Study material:
########

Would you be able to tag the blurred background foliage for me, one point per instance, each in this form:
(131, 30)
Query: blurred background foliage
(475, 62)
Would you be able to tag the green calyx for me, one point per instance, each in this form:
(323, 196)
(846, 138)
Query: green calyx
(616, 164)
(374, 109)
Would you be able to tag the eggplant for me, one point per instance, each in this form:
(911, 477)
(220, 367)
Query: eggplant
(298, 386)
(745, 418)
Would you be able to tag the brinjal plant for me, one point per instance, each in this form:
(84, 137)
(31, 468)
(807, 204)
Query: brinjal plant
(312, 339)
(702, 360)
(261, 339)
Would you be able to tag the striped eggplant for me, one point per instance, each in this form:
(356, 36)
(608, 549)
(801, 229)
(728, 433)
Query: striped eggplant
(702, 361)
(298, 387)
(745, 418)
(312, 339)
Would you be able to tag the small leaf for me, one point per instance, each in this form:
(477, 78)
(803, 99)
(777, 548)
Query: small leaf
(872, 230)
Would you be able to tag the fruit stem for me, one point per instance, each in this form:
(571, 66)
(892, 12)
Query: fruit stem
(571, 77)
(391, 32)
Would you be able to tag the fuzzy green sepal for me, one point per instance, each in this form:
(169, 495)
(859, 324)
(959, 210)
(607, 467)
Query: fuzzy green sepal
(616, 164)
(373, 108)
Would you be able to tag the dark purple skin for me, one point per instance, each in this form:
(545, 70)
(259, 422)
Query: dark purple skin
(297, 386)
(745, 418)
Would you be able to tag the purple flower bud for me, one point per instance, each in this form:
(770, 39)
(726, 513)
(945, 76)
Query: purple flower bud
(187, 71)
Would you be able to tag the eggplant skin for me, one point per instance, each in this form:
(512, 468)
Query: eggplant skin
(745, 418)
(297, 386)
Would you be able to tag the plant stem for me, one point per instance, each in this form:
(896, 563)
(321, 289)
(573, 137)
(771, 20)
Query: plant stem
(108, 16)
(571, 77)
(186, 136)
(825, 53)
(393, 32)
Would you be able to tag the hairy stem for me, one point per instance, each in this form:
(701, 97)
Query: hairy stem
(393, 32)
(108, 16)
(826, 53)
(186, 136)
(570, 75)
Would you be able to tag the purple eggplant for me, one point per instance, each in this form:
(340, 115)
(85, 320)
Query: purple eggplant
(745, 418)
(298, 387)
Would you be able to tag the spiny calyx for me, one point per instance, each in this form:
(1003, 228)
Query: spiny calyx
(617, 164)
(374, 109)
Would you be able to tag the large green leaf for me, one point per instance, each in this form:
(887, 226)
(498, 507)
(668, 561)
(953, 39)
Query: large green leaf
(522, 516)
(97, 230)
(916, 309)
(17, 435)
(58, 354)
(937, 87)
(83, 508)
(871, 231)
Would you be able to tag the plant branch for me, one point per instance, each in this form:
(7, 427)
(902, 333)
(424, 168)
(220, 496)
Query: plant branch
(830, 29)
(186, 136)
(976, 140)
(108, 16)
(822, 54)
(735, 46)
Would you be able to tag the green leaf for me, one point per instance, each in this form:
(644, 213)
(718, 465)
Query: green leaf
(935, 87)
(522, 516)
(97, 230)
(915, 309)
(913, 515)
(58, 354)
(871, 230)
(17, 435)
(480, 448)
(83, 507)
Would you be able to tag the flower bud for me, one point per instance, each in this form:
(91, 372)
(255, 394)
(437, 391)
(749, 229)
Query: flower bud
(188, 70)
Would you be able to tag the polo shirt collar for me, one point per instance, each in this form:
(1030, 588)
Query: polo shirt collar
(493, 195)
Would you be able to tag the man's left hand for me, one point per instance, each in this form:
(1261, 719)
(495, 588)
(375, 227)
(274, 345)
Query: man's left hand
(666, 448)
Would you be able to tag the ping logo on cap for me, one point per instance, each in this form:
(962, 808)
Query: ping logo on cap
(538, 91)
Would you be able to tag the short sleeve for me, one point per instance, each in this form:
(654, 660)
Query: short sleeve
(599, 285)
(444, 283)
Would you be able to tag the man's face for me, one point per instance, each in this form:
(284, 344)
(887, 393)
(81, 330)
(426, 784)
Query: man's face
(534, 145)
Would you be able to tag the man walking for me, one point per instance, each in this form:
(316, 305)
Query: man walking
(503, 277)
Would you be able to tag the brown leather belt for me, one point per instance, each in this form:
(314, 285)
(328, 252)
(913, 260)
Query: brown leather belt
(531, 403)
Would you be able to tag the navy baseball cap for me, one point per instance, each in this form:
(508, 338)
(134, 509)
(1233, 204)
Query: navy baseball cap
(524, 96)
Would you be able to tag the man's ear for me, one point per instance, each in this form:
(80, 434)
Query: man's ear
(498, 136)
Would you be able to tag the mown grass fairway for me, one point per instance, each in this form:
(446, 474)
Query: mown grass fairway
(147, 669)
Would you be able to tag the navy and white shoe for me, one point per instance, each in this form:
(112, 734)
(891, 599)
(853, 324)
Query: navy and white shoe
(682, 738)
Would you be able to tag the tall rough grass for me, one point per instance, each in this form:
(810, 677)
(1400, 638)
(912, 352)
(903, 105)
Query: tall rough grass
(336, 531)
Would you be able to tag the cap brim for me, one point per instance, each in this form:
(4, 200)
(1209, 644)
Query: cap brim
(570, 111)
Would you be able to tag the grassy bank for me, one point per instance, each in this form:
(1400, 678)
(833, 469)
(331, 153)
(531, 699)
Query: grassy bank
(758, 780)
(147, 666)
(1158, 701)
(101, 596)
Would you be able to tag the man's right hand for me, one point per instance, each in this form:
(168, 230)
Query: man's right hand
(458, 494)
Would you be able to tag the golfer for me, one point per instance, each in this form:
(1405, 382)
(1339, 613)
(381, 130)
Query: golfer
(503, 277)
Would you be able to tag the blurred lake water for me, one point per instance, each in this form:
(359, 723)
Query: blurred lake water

########

The problem: Search the entries above for the string "water". Copy each line that holds it.

Answer to this exercise:
Would you be able to tag the blurred lake water for me, one point per instance, each in this form:
Query: blurred lake water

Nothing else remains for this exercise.